Raw records
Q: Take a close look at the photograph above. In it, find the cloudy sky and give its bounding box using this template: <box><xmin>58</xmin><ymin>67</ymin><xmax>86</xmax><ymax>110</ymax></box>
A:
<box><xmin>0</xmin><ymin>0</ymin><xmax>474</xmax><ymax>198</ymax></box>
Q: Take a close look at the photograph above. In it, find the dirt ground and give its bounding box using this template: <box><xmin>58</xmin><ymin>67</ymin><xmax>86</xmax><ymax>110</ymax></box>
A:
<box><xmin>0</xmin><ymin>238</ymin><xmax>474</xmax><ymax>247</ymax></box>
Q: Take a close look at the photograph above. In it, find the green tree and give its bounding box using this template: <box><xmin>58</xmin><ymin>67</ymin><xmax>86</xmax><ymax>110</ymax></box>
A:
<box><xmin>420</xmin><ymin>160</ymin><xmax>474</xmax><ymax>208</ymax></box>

To do: Write out all of the records above word for word, changing nothing.

The result:
Q: Take a close look at the photograph above. In it, find the cloudy sky and give its bounding box using this template: <box><xmin>58</xmin><ymin>67</ymin><xmax>86</xmax><ymax>110</ymax></box>
A:
<box><xmin>0</xmin><ymin>0</ymin><xmax>474</xmax><ymax>198</ymax></box>
Q: Take a close look at the photograph above. In it, find the dirt ground and give its bounding box using this template: <box><xmin>58</xmin><ymin>67</ymin><xmax>86</xmax><ymax>110</ymax></box>
A:
<box><xmin>0</xmin><ymin>238</ymin><xmax>474</xmax><ymax>247</ymax></box>
Q: Take a close look at the photograph above. In it, find the green tree and give its bounding box using this template: <box><xmin>58</xmin><ymin>67</ymin><xmax>86</xmax><ymax>110</ymax></box>
A:
<box><xmin>420</xmin><ymin>160</ymin><xmax>474</xmax><ymax>208</ymax></box>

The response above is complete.